=== Written exercise ===
Please write out every line of the items below, word for word and in the same order.
• • • • • • •
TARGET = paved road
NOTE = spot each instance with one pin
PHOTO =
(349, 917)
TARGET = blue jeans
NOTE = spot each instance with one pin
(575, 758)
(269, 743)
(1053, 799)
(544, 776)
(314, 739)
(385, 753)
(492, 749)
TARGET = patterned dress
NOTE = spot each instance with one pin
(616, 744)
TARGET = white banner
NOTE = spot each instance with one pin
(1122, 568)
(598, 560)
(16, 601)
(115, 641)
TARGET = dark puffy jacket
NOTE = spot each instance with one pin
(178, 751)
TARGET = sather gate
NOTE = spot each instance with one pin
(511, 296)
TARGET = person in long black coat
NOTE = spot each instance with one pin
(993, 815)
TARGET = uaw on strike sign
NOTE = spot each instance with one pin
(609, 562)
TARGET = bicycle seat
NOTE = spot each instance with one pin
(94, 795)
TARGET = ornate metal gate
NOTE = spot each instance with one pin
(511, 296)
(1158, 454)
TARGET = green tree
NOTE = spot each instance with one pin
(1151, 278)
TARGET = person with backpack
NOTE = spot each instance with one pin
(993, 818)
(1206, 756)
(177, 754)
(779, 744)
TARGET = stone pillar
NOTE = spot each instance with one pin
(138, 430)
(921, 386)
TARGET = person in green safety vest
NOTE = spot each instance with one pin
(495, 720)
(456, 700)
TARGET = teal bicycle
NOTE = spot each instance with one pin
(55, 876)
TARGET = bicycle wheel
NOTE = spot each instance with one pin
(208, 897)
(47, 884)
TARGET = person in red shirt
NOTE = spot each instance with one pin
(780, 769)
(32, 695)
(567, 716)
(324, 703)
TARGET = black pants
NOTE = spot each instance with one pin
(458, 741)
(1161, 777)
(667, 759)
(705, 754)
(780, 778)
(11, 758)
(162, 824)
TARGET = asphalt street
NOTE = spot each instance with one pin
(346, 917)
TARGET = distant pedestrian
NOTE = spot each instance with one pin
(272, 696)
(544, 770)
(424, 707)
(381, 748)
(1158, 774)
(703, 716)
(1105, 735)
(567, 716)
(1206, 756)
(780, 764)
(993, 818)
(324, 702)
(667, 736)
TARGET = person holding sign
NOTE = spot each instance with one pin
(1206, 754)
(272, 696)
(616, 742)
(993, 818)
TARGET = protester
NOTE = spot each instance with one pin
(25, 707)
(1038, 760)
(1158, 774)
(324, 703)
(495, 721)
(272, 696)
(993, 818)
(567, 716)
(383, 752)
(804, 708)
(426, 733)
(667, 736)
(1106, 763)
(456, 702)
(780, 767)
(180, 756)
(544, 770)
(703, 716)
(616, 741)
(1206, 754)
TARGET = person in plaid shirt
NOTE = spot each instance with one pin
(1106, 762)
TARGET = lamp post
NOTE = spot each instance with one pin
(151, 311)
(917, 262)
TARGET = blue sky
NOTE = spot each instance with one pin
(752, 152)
• • • • • • •
=== Correct result ===
TARGET = paved road
NOTE = spot each instance with one pin
PHOTO =
(349, 917)
TARGET = blue jeans
NOTE = spot each instance with one pin
(575, 758)
(269, 743)
(1053, 799)
(544, 776)
(314, 739)
(385, 753)
(492, 749)
TARGET = patterned dress
NOTE = spot each instance with one pin
(616, 744)
TARGET = white banner
NOTE = spot each instance with one pin
(1122, 568)
(598, 560)
(16, 601)
(115, 641)
TARGET = dark puffy jacket
NOTE = spot each instance with one pin
(178, 751)
TARGET = sather gate
NOTE = spot each instance with one pin
(511, 296)
TARGET = person in long black coat
NOTE = spot each instance with one pin
(993, 815)
TARGET = uaw on strike sign
NOTE = spot each instance with one pin
(609, 562)
TARGET = bicycle seat
NOTE = spot each instance with one pin
(94, 795)
TARGET = ornate metal gate
NOTE = spot each instance with one pin
(511, 296)
(1158, 454)
TARGET = green tree
NOTE = spot each instance with one pin
(1151, 278)
TARGET = person with backpack
NOTE = spot each instance with one pin
(993, 818)
(1206, 756)
(177, 754)
(779, 744)
TARGET = stone pillar
NOTE = spot each instance with one pin
(138, 430)
(921, 386)
TARGET = person in green safety vest
NOTE = spot each instance with one pin
(495, 720)
(456, 700)
TARGET = teal bicycle
NOTE = spot each instance with one pin
(55, 876)
TARGET = bicycle wheel
NOTE = spot each instance with one pin
(208, 897)
(47, 884)
TARGET = person in red shirt
NOTE = spot each instance with one pin
(780, 769)
(32, 695)
(567, 716)
(324, 703)
TARGET = black pants
NOTE = spot each instance with one pin
(458, 741)
(1161, 777)
(667, 759)
(705, 754)
(780, 778)
(11, 758)
(162, 824)
TARGET = asphalt street
NOTE = spot each instance with one pin
(346, 917)
TARGET = distant pedestrian
NOTE = spot each instance with one pin
(272, 696)
(544, 770)
(424, 707)
(381, 748)
(1158, 774)
(703, 716)
(1105, 735)
(567, 716)
(1206, 756)
(780, 764)
(993, 818)
(324, 702)
(667, 736)
TARGET = person holding sign
NOTE = spot each instance with one pin
(1206, 754)
(272, 696)
(616, 742)
(993, 818)
TARGET = protester
NOTE = spot each instance with one pin
(25, 707)
(1038, 760)
(1158, 774)
(324, 703)
(495, 721)
(272, 696)
(993, 818)
(567, 716)
(383, 752)
(804, 708)
(426, 733)
(667, 736)
(1106, 763)
(456, 702)
(780, 767)
(180, 756)
(544, 770)
(703, 716)
(616, 741)
(1206, 754)
TARGET = person in plaid shirt
NOTE = spot each instance with one pin
(1106, 762)
TARGET = lamp post
NOTE = spot each instance with one pin
(151, 311)
(917, 262)
TARGET = blue sky
NOTE = spot each instance with one pin
(752, 152)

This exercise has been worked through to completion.